EXPLORE THE MATERIAL:
1) In the passage on the internet and religion, why are the chans described as the angriest and most in-your-face example of Net semisentience? Answer in one to three sentences.
2) Write the next few paragraphs of the passage on the internet and religion, picking up after its final sentence.

The internet actually fills a niche that used to be filled by the religious experience. Religious groups naturally see this as a threat, and it is. It replaces religion as neatly as the car replaced the horse. You can commune with That Which Is Greater Than Yourself on a daily basis. You can ask it questions and it will give you answers on Google. You can ask it for advice on Facebook. You can pray to it, or put a paypal donation button on your website. You can find out what people are thinking in Egypt; if you use the Buzz option on Google Maps you can actually see where they were when they twittered.
You can talk to the voices, and the voices will talk back.
And, unlike religion, it is knowable, understandable, translated into your language, and available 24-7.
So religious groups, which are alpha as all hell, see this as a threat (which it is, it directly undermines their power) and attempt to destroy it by finding the leader and stamping them out. Which is impossible, as there is no leader. Poor churchies, I sorta feel sorry for them. I don't question their sincerity, ya know. Only their rationality.
So in some ways the internet has taken the place of religion. Not in all ways (just as a horse provides more companionship than a car) but in more than enough and with much less direct toxic debris (which is why you rarely see piles of horse poop on the road these days).
Think of it as our pet idiot god. Even though there's literally nothing in the internet that humans did not put there, at this point it's evolved to be its own life form. It is not a terrible stretch to call the internet a life form. I mean, it can even drive cars and play Jeopardy now. In most ways it does what we want; I type something into Wolfram Alpha and I get an answer. But you can also deal with it on the uncontrollable, societal level. Which is what the WBC just tried to do.
It's not surprising that the chans were the first to come to our attention as an expression of Net semisentience; they are not the only example at all -- Wikileaks and Facebook did more in Africa than the chans -- but they are the angriest and most in-your-face. That's because they represent and aggregate teen angst and aggression. Metaphorically, they are a minor god of adolescence. The WBC is insane to go up against this -- they do not understand the situation. They are pitting their false god against the blind rage of the internet, and they think they're gonna, what? dot dot dot profit? Man, that is NOT how you make money on the web.

RAW DATA:
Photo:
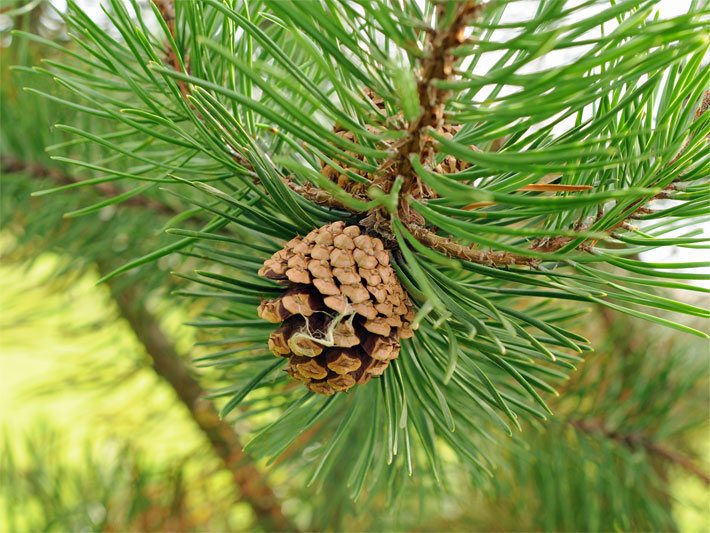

SET OF ANSWERS:
1) The chans represent and gather together teen angst and aggression. For that reason, the passage calls them, metaphorically, a minor god of adolescence.

2)
Now, I'm not immune to the wrath of the internet because I know about it. Knowledge is little protection here, and like they say, if you hang out in the barbershop you're gonna get a haircut. At some point my interest in the chans is going to cause me trouble. If you knew a human being who acted like the chans do, would you be friends with them? Or, would you be surprised when it somehow went wrong?
I'm slightly down with Anonymous, because of events at SDCC 2008, but that doesn't mean anything -- there's no reason to believe that those events are stored in their institutional memory, and I have no idea who I was dealing with on the Anon side because they wore masks. All I know is they were dedicated. I would like to believe that Anon likes me but I know better. Nevertheless, I'm on their side. I trust them much more than these egocentric organizations they tilt against. I'm no sort of hacker, I barely even know what DNS stands for. But, to me, those people are heroes. They're making a difference and it's the right sort of difference. They bring the democratic future I desire much, much closer. It'll all go wrong someday, but right now it's great.
* Unless there's another, simpler explanation for her history that I have yet to see.